** START OF Stored data **
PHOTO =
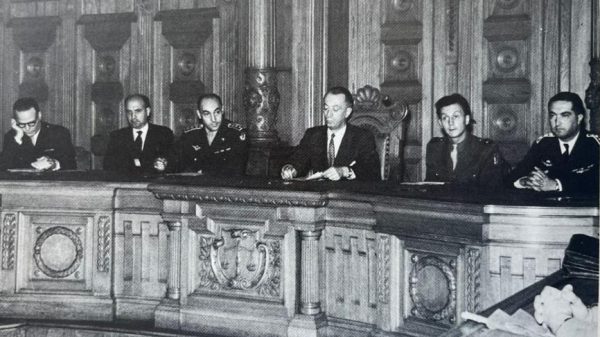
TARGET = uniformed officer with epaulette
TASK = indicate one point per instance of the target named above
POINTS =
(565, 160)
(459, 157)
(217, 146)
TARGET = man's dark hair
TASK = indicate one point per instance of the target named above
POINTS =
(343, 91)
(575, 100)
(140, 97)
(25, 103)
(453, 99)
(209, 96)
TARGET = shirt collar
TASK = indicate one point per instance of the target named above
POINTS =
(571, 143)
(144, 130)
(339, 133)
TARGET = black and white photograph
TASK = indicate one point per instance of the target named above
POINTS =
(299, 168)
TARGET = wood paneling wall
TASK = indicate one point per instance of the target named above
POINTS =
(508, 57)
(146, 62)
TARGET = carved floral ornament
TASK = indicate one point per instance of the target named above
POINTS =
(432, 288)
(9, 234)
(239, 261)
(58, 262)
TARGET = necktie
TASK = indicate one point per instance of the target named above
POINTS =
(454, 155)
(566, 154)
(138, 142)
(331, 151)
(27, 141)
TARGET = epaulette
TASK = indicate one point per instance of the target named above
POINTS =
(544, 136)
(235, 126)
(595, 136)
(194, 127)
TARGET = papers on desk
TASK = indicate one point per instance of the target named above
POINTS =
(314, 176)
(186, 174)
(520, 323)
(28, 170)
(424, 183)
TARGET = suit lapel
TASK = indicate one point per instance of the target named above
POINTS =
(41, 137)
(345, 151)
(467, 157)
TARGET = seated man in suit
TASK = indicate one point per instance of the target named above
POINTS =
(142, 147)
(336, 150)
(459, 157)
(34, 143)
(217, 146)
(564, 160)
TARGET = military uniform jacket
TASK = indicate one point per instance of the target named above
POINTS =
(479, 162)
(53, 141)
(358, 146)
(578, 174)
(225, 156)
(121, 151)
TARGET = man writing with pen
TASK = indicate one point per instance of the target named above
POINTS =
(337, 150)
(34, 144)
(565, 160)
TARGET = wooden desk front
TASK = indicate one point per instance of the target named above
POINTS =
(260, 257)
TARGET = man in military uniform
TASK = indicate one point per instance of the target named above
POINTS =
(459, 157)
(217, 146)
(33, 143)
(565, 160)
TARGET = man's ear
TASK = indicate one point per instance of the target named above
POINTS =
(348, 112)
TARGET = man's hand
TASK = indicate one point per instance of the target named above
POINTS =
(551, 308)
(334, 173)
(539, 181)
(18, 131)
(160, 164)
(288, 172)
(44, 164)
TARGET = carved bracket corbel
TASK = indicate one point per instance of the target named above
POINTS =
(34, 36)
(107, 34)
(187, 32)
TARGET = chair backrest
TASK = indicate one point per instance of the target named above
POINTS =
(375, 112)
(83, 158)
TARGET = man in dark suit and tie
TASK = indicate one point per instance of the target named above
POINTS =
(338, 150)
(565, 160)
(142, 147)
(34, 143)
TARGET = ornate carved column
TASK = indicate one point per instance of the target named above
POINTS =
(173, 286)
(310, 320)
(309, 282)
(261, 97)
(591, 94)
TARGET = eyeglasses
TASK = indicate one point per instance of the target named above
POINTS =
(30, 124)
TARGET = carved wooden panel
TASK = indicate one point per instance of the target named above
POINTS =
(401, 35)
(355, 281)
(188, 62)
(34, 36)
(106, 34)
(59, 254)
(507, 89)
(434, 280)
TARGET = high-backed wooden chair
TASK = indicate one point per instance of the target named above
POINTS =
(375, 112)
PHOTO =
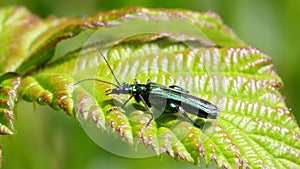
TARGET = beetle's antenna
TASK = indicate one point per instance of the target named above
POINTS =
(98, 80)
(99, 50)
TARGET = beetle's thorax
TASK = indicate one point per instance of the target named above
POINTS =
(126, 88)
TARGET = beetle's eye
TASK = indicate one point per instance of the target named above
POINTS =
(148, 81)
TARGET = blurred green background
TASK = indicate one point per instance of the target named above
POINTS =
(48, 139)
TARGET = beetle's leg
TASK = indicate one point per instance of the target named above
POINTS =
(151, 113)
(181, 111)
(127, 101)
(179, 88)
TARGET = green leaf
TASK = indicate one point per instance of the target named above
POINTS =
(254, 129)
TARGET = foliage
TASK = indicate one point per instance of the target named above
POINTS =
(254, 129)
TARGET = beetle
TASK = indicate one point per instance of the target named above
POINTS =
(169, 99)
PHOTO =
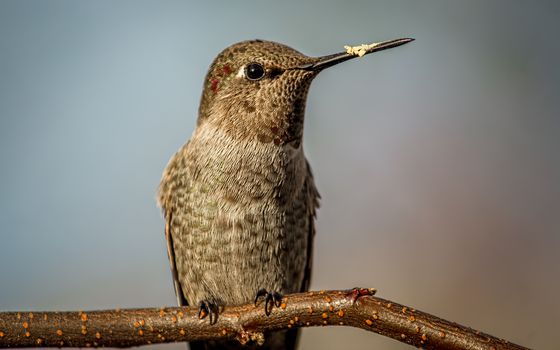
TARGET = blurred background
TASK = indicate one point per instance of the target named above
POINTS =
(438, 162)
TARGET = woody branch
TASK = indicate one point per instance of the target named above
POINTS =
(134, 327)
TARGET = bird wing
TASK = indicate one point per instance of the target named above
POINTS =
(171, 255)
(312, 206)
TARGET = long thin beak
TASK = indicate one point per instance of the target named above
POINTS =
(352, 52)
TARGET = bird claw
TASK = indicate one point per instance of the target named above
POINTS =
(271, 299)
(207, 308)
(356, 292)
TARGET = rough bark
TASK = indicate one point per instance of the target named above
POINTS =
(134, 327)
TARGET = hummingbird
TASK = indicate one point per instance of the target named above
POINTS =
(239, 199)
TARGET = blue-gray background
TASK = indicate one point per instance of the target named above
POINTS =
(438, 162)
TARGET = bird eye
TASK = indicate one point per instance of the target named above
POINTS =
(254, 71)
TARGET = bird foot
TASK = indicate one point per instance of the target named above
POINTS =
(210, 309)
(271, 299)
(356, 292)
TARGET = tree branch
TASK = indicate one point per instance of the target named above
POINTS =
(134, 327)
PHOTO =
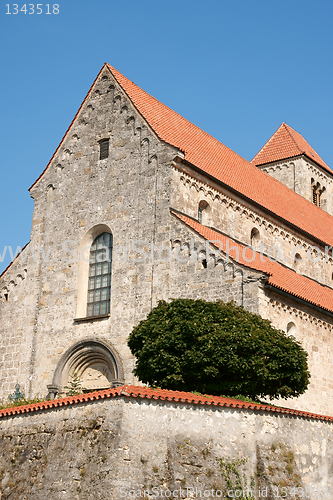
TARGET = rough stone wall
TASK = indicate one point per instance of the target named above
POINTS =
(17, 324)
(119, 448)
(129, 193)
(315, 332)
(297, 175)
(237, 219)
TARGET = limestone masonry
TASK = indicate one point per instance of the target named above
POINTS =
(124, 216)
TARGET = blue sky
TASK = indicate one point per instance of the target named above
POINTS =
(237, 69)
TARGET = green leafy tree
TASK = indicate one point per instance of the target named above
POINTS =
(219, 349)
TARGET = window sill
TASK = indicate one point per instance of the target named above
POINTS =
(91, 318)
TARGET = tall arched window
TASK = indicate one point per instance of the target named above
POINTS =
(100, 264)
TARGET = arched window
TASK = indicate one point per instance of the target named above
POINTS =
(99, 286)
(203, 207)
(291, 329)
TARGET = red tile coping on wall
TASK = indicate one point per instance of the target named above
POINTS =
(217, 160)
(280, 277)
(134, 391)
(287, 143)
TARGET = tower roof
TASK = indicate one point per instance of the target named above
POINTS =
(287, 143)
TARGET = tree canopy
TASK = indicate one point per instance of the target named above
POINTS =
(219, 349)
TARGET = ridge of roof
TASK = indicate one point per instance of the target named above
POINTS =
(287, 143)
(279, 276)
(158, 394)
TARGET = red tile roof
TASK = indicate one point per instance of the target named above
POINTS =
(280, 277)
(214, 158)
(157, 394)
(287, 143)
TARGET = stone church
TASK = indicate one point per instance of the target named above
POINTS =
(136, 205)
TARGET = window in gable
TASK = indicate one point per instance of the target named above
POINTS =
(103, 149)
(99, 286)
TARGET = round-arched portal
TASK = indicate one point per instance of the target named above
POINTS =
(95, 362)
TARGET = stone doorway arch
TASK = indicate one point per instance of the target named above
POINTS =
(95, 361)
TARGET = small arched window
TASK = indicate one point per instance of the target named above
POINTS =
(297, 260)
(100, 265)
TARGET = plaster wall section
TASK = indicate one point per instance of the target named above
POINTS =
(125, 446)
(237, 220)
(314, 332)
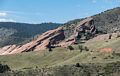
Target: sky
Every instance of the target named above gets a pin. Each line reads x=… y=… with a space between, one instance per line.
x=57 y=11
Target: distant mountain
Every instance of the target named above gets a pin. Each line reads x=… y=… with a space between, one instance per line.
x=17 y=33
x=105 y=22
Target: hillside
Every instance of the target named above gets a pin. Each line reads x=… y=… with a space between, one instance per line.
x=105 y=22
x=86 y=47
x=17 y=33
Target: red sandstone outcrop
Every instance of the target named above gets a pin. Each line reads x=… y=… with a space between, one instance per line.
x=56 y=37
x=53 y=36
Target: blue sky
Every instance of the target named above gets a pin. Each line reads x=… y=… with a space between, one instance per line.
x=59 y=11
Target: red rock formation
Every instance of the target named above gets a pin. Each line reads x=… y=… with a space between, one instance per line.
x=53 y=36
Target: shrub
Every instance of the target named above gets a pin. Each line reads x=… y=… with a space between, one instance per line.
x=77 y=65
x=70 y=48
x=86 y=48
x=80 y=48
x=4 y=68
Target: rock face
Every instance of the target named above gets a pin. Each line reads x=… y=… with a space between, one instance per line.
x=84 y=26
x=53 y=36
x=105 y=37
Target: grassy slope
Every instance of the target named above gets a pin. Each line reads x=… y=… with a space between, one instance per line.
** END OF Stored data **
Quote exactly, and nothing besides, the lines from the one with "TARGET = plaster wall section" through the end of the records above; include both ends and omit the pictures.

● Response to the task
TARGET = plaster wall section
TASK = indicate one point per instance of the target named above
POINTS =
(125, 446)
(237, 220)
(314, 332)
Target: sky
Every instance of the target named above gets a pin. Each line reads x=… y=… with a space between, one instance per line.
x=57 y=11
Target: distant mountain
Every instance of the target named above gets a pin. Each line reads x=… y=… with a space between, one instance per line.
x=17 y=33
x=105 y=22
Target: hillside
Every instance of the target named above gets a pin. Each line reads x=… y=… with a space between, one instance per line.
x=105 y=22
x=86 y=47
x=17 y=33
Target: red sandstone outcrop
Every instance of the target named above gets a pin. Each line reads x=… y=… with a space between, one instance per line.
x=56 y=37
x=53 y=36
Target: blue sky
Every instance of the target named above gets a pin. Each line reads x=… y=… with a space between, one instance per line.
x=59 y=11
Target: red rock formation
Every instance of the target named above gets a pin. Each line reads x=… y=… with a space between, one instance per line.
x=53 y=36
Target: shrub
Every instance of the target named above gets a pin. Each line reads x=… y=… with a space between, one instance per line.
x=77 y=65
x=70 y=48
x=86 y=48
x=80 y=48
x=4 y=68
Target: rock face
Every instance of the target named above gets a pin. Each line reads x=… y=… with a space between, one instance per line.
x=84 y=26
x=53 y=36
x=105 y=37
Target: grassy slope
Every instance of the target named above gets a pin. Each line reads x=… y=… with a space between, one instance per line.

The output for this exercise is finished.